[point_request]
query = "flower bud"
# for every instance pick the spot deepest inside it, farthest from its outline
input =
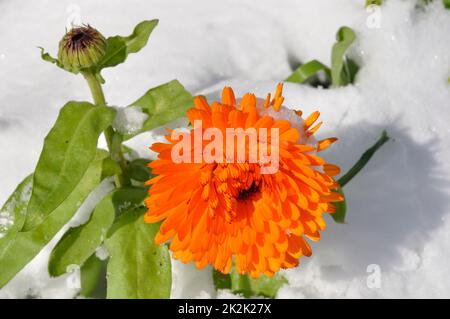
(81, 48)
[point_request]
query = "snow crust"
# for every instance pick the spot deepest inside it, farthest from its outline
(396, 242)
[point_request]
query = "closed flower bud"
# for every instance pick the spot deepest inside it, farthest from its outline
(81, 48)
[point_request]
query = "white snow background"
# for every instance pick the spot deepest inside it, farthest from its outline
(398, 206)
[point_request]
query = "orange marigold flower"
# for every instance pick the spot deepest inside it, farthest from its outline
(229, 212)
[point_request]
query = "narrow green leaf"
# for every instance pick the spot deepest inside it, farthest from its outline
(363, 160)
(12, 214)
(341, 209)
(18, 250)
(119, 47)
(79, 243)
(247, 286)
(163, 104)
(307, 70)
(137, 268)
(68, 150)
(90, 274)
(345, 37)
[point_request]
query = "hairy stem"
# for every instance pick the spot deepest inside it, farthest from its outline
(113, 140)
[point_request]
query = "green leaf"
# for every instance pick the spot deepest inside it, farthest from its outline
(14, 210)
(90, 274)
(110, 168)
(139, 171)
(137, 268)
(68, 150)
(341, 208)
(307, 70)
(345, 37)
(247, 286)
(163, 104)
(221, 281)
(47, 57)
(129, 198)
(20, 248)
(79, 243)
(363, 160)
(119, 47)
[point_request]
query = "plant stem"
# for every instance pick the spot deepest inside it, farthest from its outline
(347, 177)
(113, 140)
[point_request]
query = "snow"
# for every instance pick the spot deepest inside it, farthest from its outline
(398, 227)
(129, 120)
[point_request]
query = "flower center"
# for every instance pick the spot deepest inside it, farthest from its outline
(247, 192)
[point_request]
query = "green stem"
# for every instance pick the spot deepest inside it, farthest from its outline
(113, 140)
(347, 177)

+ + + + + + +

:: WHAT IS EXPECTED ::
Before you return the listing, strip out its pictures; all else must match exactly.

:: FINISHED EXERCISE ::
[point_request]
query = "flower bud"
# for every instance pick the spot deepest inside it, farthest from its outline
input =
(81, 48)
[point_request]
query = "snow crust"
# for every instance pick the spot deepest inside it, farthest from its outline
(396, 242)
[point_request]
query = "closed flower bud"
# for every instance pick the spot deepest inside it, farthest from its outline
(81, 48)
[point_request]
query = "white snow background"
# for every instance pick the spot deepest inside it, farthest from its outline
(398, 206)
[point_request]
query = "orange marigold flower"
# for every instance pick the spot deepest inside it, farthest from its outline
(229, 212)
[point_request]
query = "narrow green leaf"
# for every instance pick the spot deepest inside it, farthest from its outline
(363, 160)
(12, 214)
(341, 209)
(18, 250)
(119, 47)
(79, 243)
(247, 286)
(163, 104)
(307, 70)
(137, 268)
(68, 150)
(90, 274)
(345, 37)
[point_request]
query = "hairy stem"
# for every instance pick the spot deepest inside it, farthest from its outline
(113, 140)
[point_request]
query = "green leaf"
# for every instance pick the spot deepest inside it, farthest from its outline
(14, 210)
(90, 274)
(110, 168)
(139, 171)
(137, 268)
(68, 150)
(341, 208)
(307, 70)
(345, 37)
(247, 286)
(163, 104)
(221, 281)
(47, 57)
(129, 198)
(20, 248)
(79, 243)
(363, 160)
(119, 47)
[point_request]
query = "plant stem"
# for every instance pick the spot deepest inside it, farthest from its outline
(347, 177)
(113, 140)
[point_request]
query = "snow"
# for every instance pick the spot deepest inside it, farthest from its outline
(398, 227)
(129, 120)
[point_request]
query = "flower center"
# for every instance pick the spot deepest inside it, farthest from its outline
(247, 192)
[point_request]
query = "green stem"
# for every instance pick the spot deepest inside it, farthest from its outline
(113, 140)
(347, 177)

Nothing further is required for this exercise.